• [WHAT YOU WILL DO]:
A – In the producer interview, which distributor did the speaker partner with to start Tiger Tone Records?
B – Continue the producer interview from its final line.

start PROVIDED PASSAGE

A lot of it depends on the needs and wants of what the artist or the label has. If I'm starting a project from scratch, I'm going to have a pretty big role. That's going to take some time to figure out the songs and how we're going to sonically dress things up. What's the palette going to be? Then there are other times where someone's coming to me, especially more so in the past five or seven years, where a lot of artists are doing pretty cool work at home on laptops. I'll tell them, "We don't need to recreate all this. Why don't I come in and help you finish some of these songs?" Maybe some of them are missing sections, or they need help with lyrics. I'll help finish some of the writing, and then we'll dial in the production. Perhaps if we subtract parts from super dense sections, then maybe it will sound a lot more interesting and cool. There are other projects where I had no hand in the production, and I'm just coming in to mix. Everything is done. When I first started doing this, there was no delineation between production, mixing, and engineering. We were just working on music, and we had to get it done. I usually mix what I produce, but I don't always produce what I mix. When I mix, I am mixing a little bit with the producer's hat on at times, especially when I'm asked to go deep and reinvent the current presentation. Sometimes when I'm mixing, people will tell me, "Feel free to tweak things. Remove everything if you're hearing something." I may fly some drums around; maybe there's a certain rhythm that's better on one section. I might add some instruments if they're open to that. It's always fun to do that. But yeah, it just depends on what's needed.

On Blondie'sPollinatoryou worked on a handful of songs as "additional production." What does that mean?

John Congleton [Tape Op#81] produced that, which was great, but the label brought me in to "sort out" four or five songs. Play some other parts and do whatever I needed to do to get them sounding more how the artist wanted. I went quite a bit further with their initial ideas, and everyone was happy. The artist was happy, and it was cool speaking with them. I don't do that kind of thing a lot, but if Blondie calls, then I'll do it! They'd written a lot of the songs with several contemporary artists I love, like Charli XCX, Dev Hynes, Johnny Marr, and [Nick Valensi from] The Strokes. It was a cool project.

What is Tiger Tone Records?

I started a label two years ago called Tiger Tone Records. I partnered with a distributor called PIAS, who are huge globally. They were trying to expand in the U.S. and set up a new team here. The person who was setting up the team reached out to me, "Do you want to do a label?" They have the Co-Op division, and it would be a label that would be part of that. The other labels in that are Mute, DFA, Bella Union, Heavenly, and Transgressive. I said, "Yeah, that could be cool." I've got two artists, DEVORA and VHS Collection. With the help of the U.S. PIAS team and the PIAS teams globally in different countries, we're releasing music and trying to break these artists.

Is this a way to make sure that music you are digging gets out there?

end PROVIDED PASSAGE
start RAW DATA

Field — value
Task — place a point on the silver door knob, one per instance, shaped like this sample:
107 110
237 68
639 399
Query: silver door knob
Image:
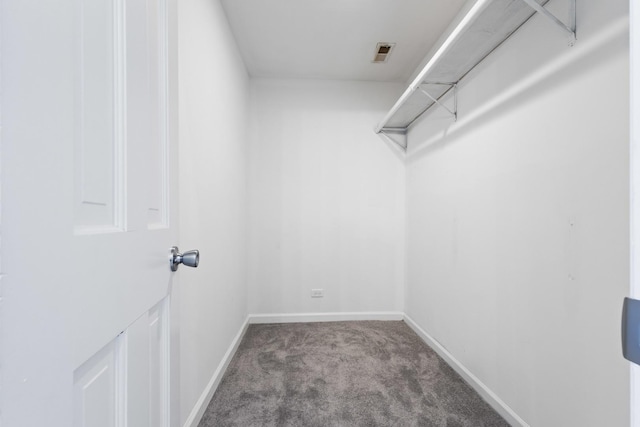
189 258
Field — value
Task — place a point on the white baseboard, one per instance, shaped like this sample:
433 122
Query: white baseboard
201 405
489 396
324 317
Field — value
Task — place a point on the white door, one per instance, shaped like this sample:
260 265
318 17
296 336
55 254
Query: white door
88 211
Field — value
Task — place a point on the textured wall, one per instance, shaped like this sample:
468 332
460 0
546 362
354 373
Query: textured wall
517 221
326 199
213 114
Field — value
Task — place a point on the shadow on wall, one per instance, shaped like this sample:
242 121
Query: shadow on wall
548 77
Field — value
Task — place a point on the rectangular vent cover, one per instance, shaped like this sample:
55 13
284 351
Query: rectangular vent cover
383 50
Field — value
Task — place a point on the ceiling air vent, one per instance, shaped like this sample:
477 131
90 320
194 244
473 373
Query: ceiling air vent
383 50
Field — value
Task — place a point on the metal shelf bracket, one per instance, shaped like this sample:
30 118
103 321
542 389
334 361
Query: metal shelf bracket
403 138
567 27
453 86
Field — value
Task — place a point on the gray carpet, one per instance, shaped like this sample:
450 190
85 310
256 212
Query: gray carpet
369 373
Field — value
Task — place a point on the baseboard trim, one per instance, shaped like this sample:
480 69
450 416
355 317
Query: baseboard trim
324 317
201 405
489 396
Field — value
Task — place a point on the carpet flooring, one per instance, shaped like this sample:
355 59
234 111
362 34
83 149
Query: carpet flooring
364 373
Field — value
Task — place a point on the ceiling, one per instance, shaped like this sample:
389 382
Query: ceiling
336 39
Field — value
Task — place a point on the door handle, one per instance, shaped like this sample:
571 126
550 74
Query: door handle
189 258
631 330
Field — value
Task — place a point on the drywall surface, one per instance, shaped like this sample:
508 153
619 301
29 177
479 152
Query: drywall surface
518 224
326 199
213 113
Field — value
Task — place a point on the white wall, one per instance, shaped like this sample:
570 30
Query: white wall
517 221
213 116
326 199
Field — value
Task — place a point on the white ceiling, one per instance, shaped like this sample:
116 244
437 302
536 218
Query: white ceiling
336 39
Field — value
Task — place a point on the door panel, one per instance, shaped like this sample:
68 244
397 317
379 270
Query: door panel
88 176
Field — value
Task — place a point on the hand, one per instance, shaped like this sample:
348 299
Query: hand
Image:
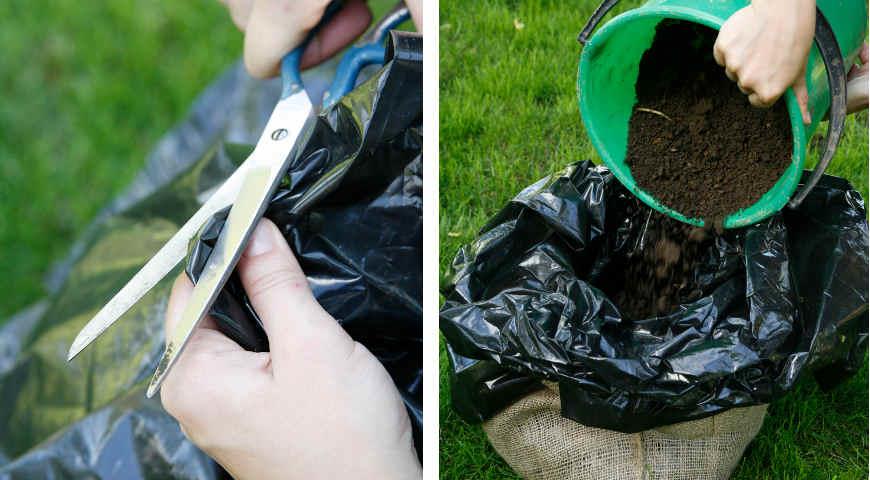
275 27
764 48
856 83
318 406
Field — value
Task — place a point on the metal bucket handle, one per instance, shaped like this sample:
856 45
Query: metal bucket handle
829 49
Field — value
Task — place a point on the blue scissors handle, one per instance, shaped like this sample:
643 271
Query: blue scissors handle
291 71
368 51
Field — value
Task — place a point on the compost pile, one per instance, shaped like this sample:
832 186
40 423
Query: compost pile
694 142
659 274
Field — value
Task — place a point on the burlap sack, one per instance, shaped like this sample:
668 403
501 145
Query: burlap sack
540 444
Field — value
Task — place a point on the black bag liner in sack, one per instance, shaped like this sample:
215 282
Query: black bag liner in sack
89 418
781 297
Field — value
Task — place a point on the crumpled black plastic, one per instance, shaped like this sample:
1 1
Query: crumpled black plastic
89 418
781 298
350 208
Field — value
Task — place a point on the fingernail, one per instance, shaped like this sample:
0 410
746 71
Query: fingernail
262 240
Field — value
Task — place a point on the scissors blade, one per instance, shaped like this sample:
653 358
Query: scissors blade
157 267
268 163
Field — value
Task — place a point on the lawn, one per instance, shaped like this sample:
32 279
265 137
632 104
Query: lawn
508 116
88 88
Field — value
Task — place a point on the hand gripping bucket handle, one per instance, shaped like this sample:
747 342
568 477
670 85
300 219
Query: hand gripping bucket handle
829 49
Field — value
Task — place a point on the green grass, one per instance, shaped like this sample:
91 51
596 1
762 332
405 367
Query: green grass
508 116
87 89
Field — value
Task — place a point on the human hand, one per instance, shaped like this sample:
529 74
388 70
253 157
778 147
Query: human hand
764 48
275 27
317 406
856 83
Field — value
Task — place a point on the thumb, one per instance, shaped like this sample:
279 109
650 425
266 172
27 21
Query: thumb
803 97
297 326
209 362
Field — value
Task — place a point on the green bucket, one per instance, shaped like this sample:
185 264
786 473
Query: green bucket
609 67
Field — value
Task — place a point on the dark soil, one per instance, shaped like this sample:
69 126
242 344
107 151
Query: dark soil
659 274
694 142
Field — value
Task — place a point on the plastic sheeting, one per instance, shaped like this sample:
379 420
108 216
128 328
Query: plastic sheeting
781 298
89 418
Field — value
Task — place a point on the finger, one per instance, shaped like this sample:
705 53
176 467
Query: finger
755 100
731 75
240 10
803 97
719 52
209 354
347 25
857 94
272 33
415 8
279 292
273 30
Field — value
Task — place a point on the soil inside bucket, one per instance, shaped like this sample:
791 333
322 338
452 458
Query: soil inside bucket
694 142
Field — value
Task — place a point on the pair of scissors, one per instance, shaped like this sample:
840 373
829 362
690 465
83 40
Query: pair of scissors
247 191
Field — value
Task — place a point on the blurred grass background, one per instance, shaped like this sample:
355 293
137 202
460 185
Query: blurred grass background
87 89
508 116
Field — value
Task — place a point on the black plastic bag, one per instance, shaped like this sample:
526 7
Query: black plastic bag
782 297
89 418
351 210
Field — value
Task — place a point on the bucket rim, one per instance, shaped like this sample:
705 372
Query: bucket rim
765 206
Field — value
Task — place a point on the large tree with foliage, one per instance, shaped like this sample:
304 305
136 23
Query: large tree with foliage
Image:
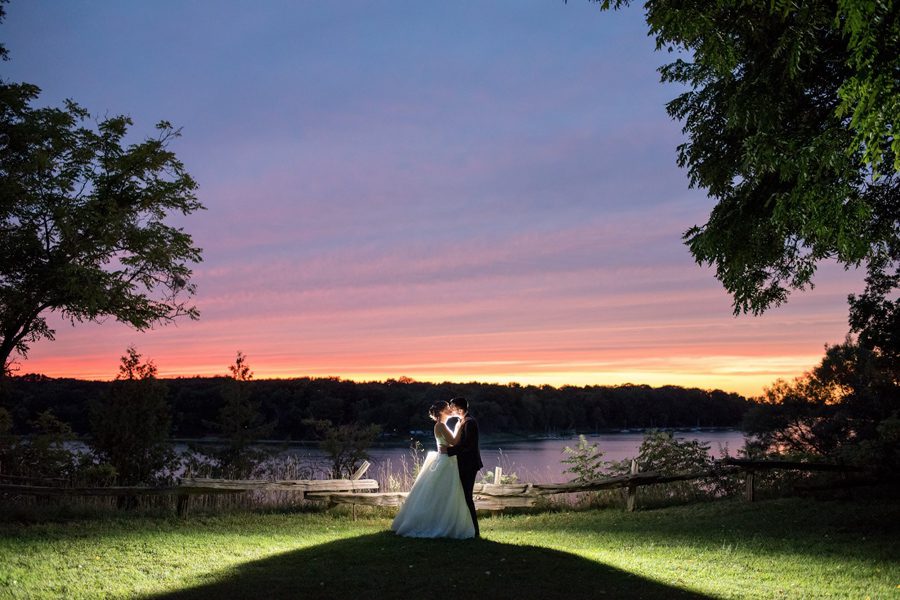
791 113
83 227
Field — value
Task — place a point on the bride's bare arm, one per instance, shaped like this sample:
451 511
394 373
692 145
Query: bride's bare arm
440 433
452 439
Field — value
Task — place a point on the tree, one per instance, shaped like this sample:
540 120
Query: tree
130 427
346 445
240 423
847 404
791 112
82 221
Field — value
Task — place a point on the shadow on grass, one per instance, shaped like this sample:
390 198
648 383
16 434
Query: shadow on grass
383 565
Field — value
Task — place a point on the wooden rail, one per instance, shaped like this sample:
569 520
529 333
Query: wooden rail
488 496
494 497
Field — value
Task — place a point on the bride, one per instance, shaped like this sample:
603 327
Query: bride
435 506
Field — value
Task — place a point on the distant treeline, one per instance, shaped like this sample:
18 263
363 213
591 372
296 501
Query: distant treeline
398 406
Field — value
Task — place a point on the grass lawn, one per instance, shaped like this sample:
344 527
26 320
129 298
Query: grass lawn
792 548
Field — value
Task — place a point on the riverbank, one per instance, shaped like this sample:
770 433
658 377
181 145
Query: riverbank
486 439
788 548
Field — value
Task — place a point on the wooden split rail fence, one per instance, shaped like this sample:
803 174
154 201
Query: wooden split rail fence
496 497
488 496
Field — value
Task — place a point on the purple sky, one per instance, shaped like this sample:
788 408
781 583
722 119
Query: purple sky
460 191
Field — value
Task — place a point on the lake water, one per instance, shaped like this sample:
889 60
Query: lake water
539 461
532 460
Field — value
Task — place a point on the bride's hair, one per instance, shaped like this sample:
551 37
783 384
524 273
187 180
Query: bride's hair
436 409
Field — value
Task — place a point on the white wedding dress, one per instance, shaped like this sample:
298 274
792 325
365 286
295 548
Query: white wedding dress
435 506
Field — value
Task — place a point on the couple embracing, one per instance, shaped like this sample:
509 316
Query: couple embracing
440 503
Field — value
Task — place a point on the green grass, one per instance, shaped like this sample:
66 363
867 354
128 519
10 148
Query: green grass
789 548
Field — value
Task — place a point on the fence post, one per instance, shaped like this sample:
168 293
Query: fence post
750 491
183 504
632 489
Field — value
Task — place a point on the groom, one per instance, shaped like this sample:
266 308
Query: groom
468 457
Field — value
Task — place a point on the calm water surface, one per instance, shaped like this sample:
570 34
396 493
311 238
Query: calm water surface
539 461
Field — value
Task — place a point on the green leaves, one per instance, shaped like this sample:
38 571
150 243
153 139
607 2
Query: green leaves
790 114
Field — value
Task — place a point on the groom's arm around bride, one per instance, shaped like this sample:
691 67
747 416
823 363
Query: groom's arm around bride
468 456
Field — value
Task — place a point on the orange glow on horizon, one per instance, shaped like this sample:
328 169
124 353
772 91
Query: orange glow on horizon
745 375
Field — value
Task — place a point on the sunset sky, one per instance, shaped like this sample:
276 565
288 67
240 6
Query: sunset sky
446 191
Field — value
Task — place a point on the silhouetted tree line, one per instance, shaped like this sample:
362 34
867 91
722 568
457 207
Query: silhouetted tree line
292 407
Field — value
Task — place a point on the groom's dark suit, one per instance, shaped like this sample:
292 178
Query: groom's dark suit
468 461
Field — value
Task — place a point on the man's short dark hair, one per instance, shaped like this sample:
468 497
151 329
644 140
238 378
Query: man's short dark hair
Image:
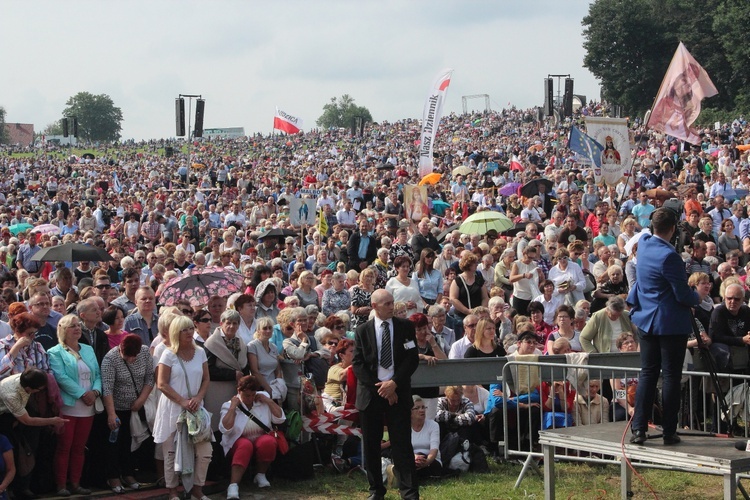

end RAW DATA

• [RESULTS FOR THE EXERCISE]:
A – PIAS

B –
Yeah, to put music out that I like and felt that other people would like. I've worked with a lot of A&R people over the years; a lot of really good ones, and some maybe not quite so much. [laughter] I've learned what works and what doesn't work, and it's good to know that. I felt it would be interesting to try to apply what I've learned over the years and see if I can get something happening with some of these artists. It's been cool. It's fun learning about the other side of the game.

It’s interesting to learn what happens after we finish the records on our end. Are you still in L.A.?

We moved to Austin [Texas] six weeks ago. We were away in France for two and a half of those weeks. I'm in the process of building the studio that I'm in now, which is almost done. We're almost there.

Is it just a place for your personal use?

Yeah, and the artists I work with. Not commercial.

What prompted the move?

We were getting a little tired of L.A. L.A.'s a great place, but the past few years it's gotten pretty bad. There are high crime rates, homelessness is out of hand, and I don’t know if there are going to be any solutions any time soon. I have a nine and a half year old daughter, and we were wanting her to have a bit more of a “free-range childhood,” like my wife and I had when we were growing up. We'd be hopping around from house to house on our bikes, but where we were in L.A., you would never let your kid run around like that. We picked Austin and got a place here that's in an awesome neighborhood. The day when we closed on the house there was a knock on the door and there were three kids from the neighborhood who knew there was a kid moving in. Kids around my daughter's age, and they're running around. We're trying it out for a year. We have a house in L.A. still that we're renting out so we can go back if we want. I also kept my studio in L.A. My Austin studio is a near exact duplicate of my awesome L.A. studio, except with a window! So far, it's cool.

There's a lot of good music going on in Austin. There have always been some good studios, musicians, and engineers.

Yeah. I'm looking forward to checking it out. There could be some cool Austin artists I might work with, or I might not work with any. Who knows? It depends on what's going on, and who's doing what.

Does it not really matter where you live right now?

It doesn't matter. Doing so much UK, French, Canadian, and Australian records over the years, by nature I've been a little remote, sending files back and forth. I do need a room that sounds good. That's the key thing. George Augspurger designed this room; he’s absolutely brilliant. He did my L.A. studio, which I still have.

How big of a space is it?

It's really for mixing, overdubbing, and light tracking. I could probably record a band, but everyone would be crammed in. It's probably best suited for overdubs; a place to have the time to experiment. If I need more space, then I’d use a proper commercial studio here. I still travel a lot and use studios where there are more microphones, space, and flexibility for having a variety of instruments set up and scattered around. Then I come back here and tweak.

With the mixing you're doing out of your studios, is that completely in the box at this point?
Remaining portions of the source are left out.